TASK
Restate the records in full, keeping every word as it is.

Natural-language object grounding data
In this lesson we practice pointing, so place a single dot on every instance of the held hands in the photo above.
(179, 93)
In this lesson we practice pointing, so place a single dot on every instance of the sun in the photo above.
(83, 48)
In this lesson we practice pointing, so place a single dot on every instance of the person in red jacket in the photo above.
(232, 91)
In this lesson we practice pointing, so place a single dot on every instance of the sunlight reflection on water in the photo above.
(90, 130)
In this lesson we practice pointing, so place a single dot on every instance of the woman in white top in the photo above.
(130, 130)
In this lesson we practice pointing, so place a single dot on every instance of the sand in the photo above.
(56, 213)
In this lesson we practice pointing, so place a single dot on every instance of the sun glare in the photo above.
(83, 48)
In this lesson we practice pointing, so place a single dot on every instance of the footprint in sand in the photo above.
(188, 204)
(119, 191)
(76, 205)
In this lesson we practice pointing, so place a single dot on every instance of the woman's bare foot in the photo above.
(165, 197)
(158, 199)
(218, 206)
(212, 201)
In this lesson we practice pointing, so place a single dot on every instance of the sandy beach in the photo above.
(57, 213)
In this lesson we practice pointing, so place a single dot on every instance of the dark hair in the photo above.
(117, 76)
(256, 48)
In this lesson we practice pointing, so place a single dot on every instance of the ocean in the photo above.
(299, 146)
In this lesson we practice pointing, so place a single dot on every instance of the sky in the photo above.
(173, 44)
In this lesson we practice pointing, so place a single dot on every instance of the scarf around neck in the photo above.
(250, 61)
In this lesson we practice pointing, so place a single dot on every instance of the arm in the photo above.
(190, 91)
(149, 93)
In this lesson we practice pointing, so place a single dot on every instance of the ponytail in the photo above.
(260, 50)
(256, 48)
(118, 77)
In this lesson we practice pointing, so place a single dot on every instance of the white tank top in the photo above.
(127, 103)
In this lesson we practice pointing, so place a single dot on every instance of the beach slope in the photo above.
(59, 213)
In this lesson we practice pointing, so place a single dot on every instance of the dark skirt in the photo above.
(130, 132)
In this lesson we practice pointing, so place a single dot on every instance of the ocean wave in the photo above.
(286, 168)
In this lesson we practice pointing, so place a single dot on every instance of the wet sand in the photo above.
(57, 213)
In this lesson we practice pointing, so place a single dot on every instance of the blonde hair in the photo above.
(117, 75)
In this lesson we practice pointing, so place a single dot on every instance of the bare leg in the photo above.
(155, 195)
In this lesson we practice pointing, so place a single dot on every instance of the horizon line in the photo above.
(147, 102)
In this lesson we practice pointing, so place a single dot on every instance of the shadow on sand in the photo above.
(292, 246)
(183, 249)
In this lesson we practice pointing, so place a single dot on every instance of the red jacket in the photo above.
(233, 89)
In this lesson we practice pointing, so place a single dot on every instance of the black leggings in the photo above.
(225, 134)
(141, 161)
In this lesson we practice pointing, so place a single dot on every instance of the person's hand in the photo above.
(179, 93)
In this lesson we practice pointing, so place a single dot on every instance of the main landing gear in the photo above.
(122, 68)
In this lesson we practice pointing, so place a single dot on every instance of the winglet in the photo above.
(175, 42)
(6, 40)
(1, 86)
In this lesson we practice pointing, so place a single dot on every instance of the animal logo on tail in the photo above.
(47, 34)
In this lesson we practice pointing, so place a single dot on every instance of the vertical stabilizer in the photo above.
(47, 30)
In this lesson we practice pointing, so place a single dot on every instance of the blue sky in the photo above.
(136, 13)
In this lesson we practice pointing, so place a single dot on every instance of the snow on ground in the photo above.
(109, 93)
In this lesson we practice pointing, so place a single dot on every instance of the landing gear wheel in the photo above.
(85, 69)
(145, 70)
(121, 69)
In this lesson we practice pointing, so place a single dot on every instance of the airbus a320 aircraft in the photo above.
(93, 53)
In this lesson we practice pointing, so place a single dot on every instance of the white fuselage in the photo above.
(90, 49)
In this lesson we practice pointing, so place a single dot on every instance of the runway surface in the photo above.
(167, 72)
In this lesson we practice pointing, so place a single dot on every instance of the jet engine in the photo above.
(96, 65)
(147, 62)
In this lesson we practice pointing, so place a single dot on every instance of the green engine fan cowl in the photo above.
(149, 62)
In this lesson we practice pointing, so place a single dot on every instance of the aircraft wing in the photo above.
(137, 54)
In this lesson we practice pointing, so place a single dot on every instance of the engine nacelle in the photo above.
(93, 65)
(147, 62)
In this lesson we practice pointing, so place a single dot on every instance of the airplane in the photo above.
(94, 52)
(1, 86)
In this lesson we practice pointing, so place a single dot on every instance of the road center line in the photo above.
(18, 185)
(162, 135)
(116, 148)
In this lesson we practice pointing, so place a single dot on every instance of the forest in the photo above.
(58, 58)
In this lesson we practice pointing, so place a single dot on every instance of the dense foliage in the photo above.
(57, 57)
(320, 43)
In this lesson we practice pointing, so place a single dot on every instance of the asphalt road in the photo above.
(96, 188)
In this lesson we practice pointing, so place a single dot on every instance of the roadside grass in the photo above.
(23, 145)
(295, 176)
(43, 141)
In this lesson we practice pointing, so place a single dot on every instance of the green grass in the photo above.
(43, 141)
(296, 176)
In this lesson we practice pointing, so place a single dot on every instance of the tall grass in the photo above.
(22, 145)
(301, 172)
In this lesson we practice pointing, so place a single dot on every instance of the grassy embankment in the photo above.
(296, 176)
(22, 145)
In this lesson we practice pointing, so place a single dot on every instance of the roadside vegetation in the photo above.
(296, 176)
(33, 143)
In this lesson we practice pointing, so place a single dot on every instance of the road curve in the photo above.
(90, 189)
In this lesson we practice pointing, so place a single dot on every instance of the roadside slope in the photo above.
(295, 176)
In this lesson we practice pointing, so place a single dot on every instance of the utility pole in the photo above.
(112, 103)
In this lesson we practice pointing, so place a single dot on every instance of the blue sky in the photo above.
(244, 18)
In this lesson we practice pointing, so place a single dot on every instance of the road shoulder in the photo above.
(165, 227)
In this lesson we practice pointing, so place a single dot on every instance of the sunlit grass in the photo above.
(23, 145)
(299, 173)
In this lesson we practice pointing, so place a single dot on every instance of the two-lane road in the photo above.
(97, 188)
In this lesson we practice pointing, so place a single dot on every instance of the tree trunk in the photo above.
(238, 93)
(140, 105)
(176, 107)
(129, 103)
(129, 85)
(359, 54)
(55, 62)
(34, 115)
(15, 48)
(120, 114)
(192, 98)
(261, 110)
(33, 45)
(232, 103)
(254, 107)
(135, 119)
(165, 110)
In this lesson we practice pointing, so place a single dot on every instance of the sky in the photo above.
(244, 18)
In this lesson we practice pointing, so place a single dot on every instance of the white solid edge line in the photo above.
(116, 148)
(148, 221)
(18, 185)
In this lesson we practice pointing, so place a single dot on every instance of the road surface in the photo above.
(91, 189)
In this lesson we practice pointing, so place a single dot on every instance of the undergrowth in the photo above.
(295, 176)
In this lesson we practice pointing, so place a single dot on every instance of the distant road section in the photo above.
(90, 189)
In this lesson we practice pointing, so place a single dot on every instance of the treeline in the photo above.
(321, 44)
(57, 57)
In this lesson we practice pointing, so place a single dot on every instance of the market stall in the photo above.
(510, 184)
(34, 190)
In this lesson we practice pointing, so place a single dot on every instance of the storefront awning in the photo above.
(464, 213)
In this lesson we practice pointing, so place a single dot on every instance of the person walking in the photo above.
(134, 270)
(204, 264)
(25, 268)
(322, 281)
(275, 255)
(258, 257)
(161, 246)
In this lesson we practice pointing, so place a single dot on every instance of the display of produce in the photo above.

OUTPUT OF THE TASK
In this lesson we practice pointing, so place a single dot on every instance of the held hands in the photo above.
(179, 93)
In this lesson we practice pointing, so place a single dot on every instance of the sun in the photo above.
(83, 48)
In this lesson we practice pointing, so place a single dot on every instance of the person in red jacket in the photo above.
(232, 91)
In this lesson we practice pointing, so place a single dot on every instance of the sunlight reflection on water in the photo above.
(90, 130)
In this lesson we practice pointing, so place a single dot on every instance of the woman in white top in the photo above.
(130, 130)
In this lesson we practice pointing, so place a single dot on every instance of the sand in the photo above.
(56, 213)
In this lesson we practice pointing, so place a single dot on every instance of the sun glare in the photo above.
(83, 48)
In this lesson we practice pointing, so place a single dot on every instance of the footprint in sand in the photo above.
(188, 204)
(119, 191)
(76, 205)
In this lesson we practice pointing, so place a single dot on every instance of the woman's bare foot in the photo above.
(165, 197)
(158, 199)
(218, 206)
(212, 201)
In this lesson we practice pointing, so place a single dot on every instance of the sandy beach in the photo above.
(57, 213)
In this lesson we practice pointing, so place a single dot on every instance of the dark hair in the photo above.
(117, 76)
(256, 48)
In this lesson we practice pointing, so place a single dot on every instance of the ocean in the photo above.
(299, 146)
In this lesson we practice pointing, so place a single dot on every instance of the sky in the photo above.
(173, 44)
In this lesson we practice pointing, so place a single dot on every instance of the scarf around neck in the photo above.
(250, 61)
In this lesson we practice pointing, so place a single dot on every instance of the arm in the photo above.
(190, 91)
(149, 93)
In this lesson we practice pointing, so place a single dot on every instance of the ponytail in the photo above.
(260, 50)
(256, 48)
(118, 77)
In this lesson we practice pointing, so place a single dot on every instance of the white tank top in the photo above.
(127, 103)
In this lesson we practice pointing, so place a single dot on every instance of the beach slope in the photo above.
(59, 213)
In this lesson we practice pointing, so place a single dot on every instance of the dark skirt in the photo above.
(130, 132)
In this lesson we practice pointing, so place a single dot on every instance of the ocean wave in the photo above.
(286, 168)
In this lesson we practice pointing, so place a single dot on every instance of the wet sand in the photo above.
(57, 213)
In this lesson we practice pointing, so place a single dot on every instance of the blonde hair in the photo above.
(117, 75)
In this lesson we practice pointing, so place a single dot on every instance of the bare leg in the photo above.
(155, 195)
In this lesson we practice pointing, so place a single dot on every instance of the horizon line in the photo above.
(147, 102)
In this lesson we practice pointing, so place a single dot on every instance of the shadow on sand in the photo above.
(292, 246)
(183, 249)
In this lesson we practice pointing, so place a single dot on every instance of the red jacket in the photo above.
(233, 89)
In this lesson we practice pointing, so place a single dot on every instance of the black leggings in the photo above.
(225, 134)
(141, 161)
In this lesson we practice pointing, so place a single dot on every instance of the person's hand in the photo above.
(179, 93)
In this lesson we practice pointing, so place a single dot on every instance of the main landing gear in the photo above.
(122, 68)
In this lesson we practice pointing, so place a single dot on every instance of the winglet in the photo above.
(175, 42)
(6, 40)
(1, 86)
In this lesson we practice pointing, so place a single dot on every instance of the animal logo on tail in the photo above.
(47, 34)
In this lesson we practice pointing, so place a single dot on every instance of the vertical stabilizer in the photo above.
(47, 30)
In this lesson we practice pointing, so place a single dot on every instance of the blue sky in the photo above.
(136, 13)
In this lesson we practice pointing, so place a single dot on every instance of the snow on ground in the photo above.
(109, 93)
In this lesson we practice pointing, so place a single dot on every instance of the landing gear wheel in the photo above.
(85, 69)
(145, 70)
(121, 69)
In this lesson we practice pointing, so place a single dot on every instance of the airbus a320 aircraft in the photo above.
(93, 53)
In this lesson we practice pointing, so place a single dot on every instance of the white fuselage in the photo above.
(90, 49)
In this lesson we practice pointing, so place a single dot on every instance of the runway surface in the photo above.
(167, 72)
In this lesson we practice pointing, so place a single dot on every instance of the jet engine in the photo above.
(96, 65)
(147, 62)
In this lesson we practice pointing, so place a single dot on every instance of the green engine fan cowl in the photo above.
(149, 62)
In this lesson we practice pointing, so place a single dot on every instance of the aircraft wing in the photo above.
(137, 54)
In this lesson we practice pointing, so place a single dot on every instance of the engine nacelle in the photo above.
(93, 65)
(147, 62)
In this lesson we practice pointing, so place a single dot on every instance of the airplane in the photo above.
(94, 52)
(1, 86)
In this lesson we practice pointing, so place a single dot on every instance of the road center line in the photo above.
(18, 185)
(162, 135)
(116, 148)
In this lesson we practice pointing, so place a single dot on every instance of the forest in the photo above.
(58, 58)
In this lesson we practice pointing, so place a single dot on every instance of the dense foliage in the photo above.
(57, 57)
(320, 43)
In this lesson we practice pointing, so place a single dot on every instance of the asphalt road in the photo above.
(96, 188)
In this lesson we practice pointing, so place a single dot on every instance of the roadside grass in the photo above.
(23, 145)
(295, 176)
(43, 141)
In this lesson we practice pointing, so place a single dot on every instance of the green grass in the photo above.
(43, 141)
(296, 176)
In this lesson we practice pointing, so place a single dot on every instance of the tall grass in the photo above.
(22, 145)
(301, 172)
In this lesson we practice pointing, so place a single dot on every instance of the grassy embankment in the photo above.
(296, 176)
(22, 145)
In this lesson we practice pointing, so place a single dot on every instance of the roadside vegetation in the photo above.
(296, 176)
(33, 143)
In this lesson we practice pointing, so place a single dot on every instance of the road curve in the photo above.
(90, 189)
In this lesson we practice pointing, so place a single dot on every instance of the roadside slope in the photo above.
(295, 176)
In this lesson we practice pointing, so place a single dot on every instance of the utility pole in the photo above.
(112, 103)
In this lesson we practice pointing, so place a single dot on every instance of the blue sky in the photo above.
(244, 18)
In this lesson we practice pointing, so place a single dot on every instance of the road shoulder in the photo above.
(165, 227)
In this lesson we practice pointing, so place a single dot on every instance of the sunlit grass in the photo above.
(23, 145)
(299, 173)
In this lesson we practice pointing, so place a single dot on every instance of the two-lane road in the photo above.
(97, 188)
In this lesson we practice pointing, so place a single dot on every instance of the tree trunk in the photo above.
(238, 93)
(140, 105)
(176, 107)
(129, 103)
(129, 85)
(359, 54)
(55, 62)
(34, 115)
(15, 48)
(120, 114)
(192, 98)
(261, 110)
(33, 45)
(232, 103)
(254, 107)
(135, 119)
(165, 110)
In this lesson we practice pointing, so place a single dot on every instance of the sky in the photo above.
(244, 18)
In this lesson we practice pointing, so place a single dot on every instance of the white solid edge line in the photo above.
(116, 148)
(148, 221)
(18, 185)
In this lesson we practice pointing, so place a single dot on every instance of the road surface in the photo above.
(91, 189)
In this lesson we practice pointing, so place a single dot on every instance of the undergrowth in the photo above.
(295, 176)
In this lesson we practice pointing, so place a single dot on every instance of the distant road section in the photo above.
(90, 189)
In this lesson we practice pointing, so place a single dot on every instance of the treeline in the photo above.
(321, 44)
(57, 57)
In this lesson we practice pointing, so place a single dot on every instance of the market stall in the photo above.
(510, 184)
(34, 190)
In this lesson we practice pointing, so place a single dot on every instance of the storefront awning in the photo above.
(464, 213)
In this lesson we practice pointing, so place a single dot on every instance of the person walking in the photo above.
(134, 270)
(204, 264)
(25, 268)
(322, 281)
(275, 255)
(258, 257)
(161, 246)
In this lesson we practice pointing, so place a single dot on every instance of the display of produce in the photo above.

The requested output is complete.